● TEXTO DE PARTIDA
┌──

Porém, na actual situação social, isso significa principalmente que estão ainda a ser apoiados sobretudo os conflitos etnofundamentalistas e a “guerra civil molecular”, se apenas as “diferenças” devem poder ser dissecadas e as semelhanças são praticamente sentidas como uma ameaça, sendo que, decididamente, há uma enorme diferença entre serem os “humilhados e ofendidos” a insistir na sua “diferença étnica” ou ser a direita alemã. Na sua concepção sem critério, Butler, que se reivindica de “democrática”, basicamente não prevê a unificação numa base comum supra-individual ou entre facções, concepção esta que por sua vez apenas provocaria o protesto na “lógica de discurso”; pelo contrário, para ela o termo “mulheres” deverá em última instância ser levado ad absurdum num discurso persistente. De certo modo, o seu antifundamentalismo vive praticamente do fundamentalismo, o qual se deverá auto-contradizer permanentemente “no jogo”.

 

Do mesmo modo a concepção interaccionista está necessariamente dependente da “construção” do outro como “totalmente outro”: “Os Minankabau na Sumatra, os Hopis no Sudoeste dos EUA, o povo de Bali são exemplos muito citados como culturas com uma organização de género que não assenta na dominação masculina. Também são interessantes as culturas em que não existem apenas duas, mas várias categorias de género distintas, entre as quais as pessoas podem mudar (…) Se nós (…) na nossa sociedade vemos o tornar-se homem ou mulher como produto da socialização, ou seja, como um apropriação simbólico-linguística da sexualidade binária, então podemos distanciar-nos dos padrões e modelos pré-definidos de diferença sexual e procurar alternativas” (Brück u.a. 1992, p. 89; ver também similarmente Gildemeister/Wetterer 1992, p. 208).

└──

● O QUE FAZER
- A) Extrai do texto sobre Butler, sem mudar uma vírgula, tudo desde "Do mesmo modo" até "1992, p. 208).".
- B) Responde com base no texto sobre Butler:
(i) Que termo deverá, para Butler, ser levado ad absurdum num discurso persistente?
(ii) Em que zona dos EUA vivem os Hopis?
(iii) Em que ilha vivem os Minankabau?
- C) Segundo o texto sobre Butler, em que condição podemos distanciar-nos dos padrões e modelos pré-definidos de diferença sexual e procurar alternativas? Responde em uma a três frases.
Os registos não contam para nada aqui.

● DADOS EM BRUTO
┌──

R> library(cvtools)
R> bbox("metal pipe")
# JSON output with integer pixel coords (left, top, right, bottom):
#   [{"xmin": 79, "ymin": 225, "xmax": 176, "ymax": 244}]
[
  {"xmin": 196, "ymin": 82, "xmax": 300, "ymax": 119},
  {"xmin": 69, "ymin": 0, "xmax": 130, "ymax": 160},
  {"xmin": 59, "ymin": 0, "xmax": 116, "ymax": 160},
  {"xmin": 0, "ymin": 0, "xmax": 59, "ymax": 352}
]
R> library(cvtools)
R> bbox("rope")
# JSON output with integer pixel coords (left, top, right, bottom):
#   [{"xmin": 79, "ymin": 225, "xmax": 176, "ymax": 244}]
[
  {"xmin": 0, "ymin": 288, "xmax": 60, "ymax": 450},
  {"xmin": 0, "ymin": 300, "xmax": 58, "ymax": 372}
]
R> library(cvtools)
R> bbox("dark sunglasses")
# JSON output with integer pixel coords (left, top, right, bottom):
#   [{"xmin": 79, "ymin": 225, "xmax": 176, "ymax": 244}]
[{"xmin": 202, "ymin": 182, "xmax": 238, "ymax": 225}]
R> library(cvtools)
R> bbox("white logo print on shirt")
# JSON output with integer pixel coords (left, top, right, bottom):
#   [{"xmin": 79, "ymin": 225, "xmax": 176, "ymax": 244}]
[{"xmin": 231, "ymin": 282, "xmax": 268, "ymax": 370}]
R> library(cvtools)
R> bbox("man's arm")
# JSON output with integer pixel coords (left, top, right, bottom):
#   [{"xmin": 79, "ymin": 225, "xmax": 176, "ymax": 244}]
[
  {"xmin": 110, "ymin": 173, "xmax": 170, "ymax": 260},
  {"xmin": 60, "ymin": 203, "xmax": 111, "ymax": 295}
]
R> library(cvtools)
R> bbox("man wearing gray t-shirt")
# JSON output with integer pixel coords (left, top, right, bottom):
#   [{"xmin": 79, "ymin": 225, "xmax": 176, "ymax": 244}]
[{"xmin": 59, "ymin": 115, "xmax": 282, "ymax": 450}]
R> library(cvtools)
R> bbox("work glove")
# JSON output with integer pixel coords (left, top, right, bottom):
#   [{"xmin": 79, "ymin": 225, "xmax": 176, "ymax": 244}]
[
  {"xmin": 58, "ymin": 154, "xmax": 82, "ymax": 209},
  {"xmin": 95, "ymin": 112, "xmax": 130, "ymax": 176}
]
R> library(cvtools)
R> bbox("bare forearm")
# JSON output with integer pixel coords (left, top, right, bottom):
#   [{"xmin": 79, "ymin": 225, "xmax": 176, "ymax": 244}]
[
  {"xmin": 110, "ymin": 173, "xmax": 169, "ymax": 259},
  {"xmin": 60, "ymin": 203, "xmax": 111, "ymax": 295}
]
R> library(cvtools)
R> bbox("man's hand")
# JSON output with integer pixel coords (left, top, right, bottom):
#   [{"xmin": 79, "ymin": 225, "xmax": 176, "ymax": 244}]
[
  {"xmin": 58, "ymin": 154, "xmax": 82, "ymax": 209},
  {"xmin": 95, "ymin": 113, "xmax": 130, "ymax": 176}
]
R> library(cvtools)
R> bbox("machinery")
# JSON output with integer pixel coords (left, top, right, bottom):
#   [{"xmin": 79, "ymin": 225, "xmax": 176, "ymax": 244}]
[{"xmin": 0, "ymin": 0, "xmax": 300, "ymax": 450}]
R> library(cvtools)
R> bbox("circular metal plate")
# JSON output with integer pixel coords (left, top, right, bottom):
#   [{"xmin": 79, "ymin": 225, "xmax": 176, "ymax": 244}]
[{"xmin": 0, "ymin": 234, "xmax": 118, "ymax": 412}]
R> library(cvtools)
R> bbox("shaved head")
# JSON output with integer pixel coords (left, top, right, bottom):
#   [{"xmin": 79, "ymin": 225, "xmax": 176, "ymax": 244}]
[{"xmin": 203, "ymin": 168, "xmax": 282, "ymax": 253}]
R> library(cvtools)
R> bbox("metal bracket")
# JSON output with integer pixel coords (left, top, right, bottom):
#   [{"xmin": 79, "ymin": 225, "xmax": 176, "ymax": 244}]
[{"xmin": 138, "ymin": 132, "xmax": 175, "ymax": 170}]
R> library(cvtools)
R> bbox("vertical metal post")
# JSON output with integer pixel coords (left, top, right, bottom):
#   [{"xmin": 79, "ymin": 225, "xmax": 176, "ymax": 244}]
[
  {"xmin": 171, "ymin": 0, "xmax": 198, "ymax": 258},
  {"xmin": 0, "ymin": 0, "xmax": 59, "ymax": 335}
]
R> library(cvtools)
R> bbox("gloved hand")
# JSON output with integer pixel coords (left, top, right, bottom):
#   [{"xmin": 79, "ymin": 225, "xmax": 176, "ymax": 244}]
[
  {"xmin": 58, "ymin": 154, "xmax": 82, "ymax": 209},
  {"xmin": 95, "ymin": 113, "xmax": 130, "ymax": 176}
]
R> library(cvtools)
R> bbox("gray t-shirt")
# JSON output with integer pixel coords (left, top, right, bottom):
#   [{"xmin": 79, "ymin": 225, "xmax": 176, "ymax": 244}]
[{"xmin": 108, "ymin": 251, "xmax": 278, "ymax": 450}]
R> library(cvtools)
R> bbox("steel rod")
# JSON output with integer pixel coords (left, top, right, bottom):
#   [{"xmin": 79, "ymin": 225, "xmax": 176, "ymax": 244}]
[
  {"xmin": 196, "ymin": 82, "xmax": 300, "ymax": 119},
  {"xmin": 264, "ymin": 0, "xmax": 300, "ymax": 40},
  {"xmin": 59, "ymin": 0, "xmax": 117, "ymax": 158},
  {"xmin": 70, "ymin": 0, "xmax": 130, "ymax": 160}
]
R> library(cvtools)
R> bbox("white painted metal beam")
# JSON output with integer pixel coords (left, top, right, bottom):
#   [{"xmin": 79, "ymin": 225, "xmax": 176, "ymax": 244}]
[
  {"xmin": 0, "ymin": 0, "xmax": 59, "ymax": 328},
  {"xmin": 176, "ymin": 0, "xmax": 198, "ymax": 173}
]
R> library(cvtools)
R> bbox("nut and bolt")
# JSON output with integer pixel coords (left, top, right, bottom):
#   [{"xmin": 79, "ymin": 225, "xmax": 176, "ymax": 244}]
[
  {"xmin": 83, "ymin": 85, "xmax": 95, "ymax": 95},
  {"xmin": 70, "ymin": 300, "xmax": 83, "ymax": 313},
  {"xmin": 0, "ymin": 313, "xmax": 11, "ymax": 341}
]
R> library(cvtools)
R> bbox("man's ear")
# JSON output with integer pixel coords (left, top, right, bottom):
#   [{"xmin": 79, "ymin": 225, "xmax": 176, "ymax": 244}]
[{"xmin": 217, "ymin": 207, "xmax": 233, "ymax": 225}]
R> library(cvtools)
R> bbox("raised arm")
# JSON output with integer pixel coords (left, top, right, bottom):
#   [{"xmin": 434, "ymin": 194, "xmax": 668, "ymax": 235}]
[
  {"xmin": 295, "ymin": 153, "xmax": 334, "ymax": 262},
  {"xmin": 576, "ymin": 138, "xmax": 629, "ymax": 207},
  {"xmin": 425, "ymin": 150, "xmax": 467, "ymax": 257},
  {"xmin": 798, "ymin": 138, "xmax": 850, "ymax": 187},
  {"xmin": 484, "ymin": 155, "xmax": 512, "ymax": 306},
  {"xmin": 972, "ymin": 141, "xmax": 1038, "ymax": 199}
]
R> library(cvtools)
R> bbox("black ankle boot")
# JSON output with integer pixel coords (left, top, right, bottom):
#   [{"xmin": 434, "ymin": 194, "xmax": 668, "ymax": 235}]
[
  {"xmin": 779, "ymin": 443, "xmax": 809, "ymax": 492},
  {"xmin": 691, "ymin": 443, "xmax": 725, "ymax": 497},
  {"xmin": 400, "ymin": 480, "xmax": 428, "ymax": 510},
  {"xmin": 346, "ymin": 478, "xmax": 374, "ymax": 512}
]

└──

● RESULTADOS DAS TAREFAS
- A)
Do mesmo modo a concepção interaccionista está necessariamente dependente da “construção” do outro como “totalmente outro”: “Os Minankabau na Sumatra, os Hopis no Sudoeste dos EUA, o povo de Bali são exemplos muito citados como culturas com uma organização de género que não assenta na dominação masculina. Também são interessantes as culturas em que não existem apenas duas, mas várias categorias de género distintas, entre as quais as pessoas podem mudar (…) Se nós (…) na nossa sociedade vemos o tornar-se homem ou mulher como produto da socialização, ou seja, como um apropriação simbólico-linguística da sexualidade binária, então podemos distanciar-nos dos padrões e modelos pré-definidos de diferença sexual e procurar alternativas” (Brück u.a. 1992, p. 89; ver também similarmente Gildemeister/Wetterer 1992, p. 208).

- B)
(i) O termo "mulheres".
(ii) No Sudoeste dos EUA.
(iii) Na Sumatra.

- C) Isso é possível se virmos o tornar-se homem ou mulher como produto da socialização. Quer isto dizer vê-lo como uma apropriação simbólico-linguística da sexualidade binária.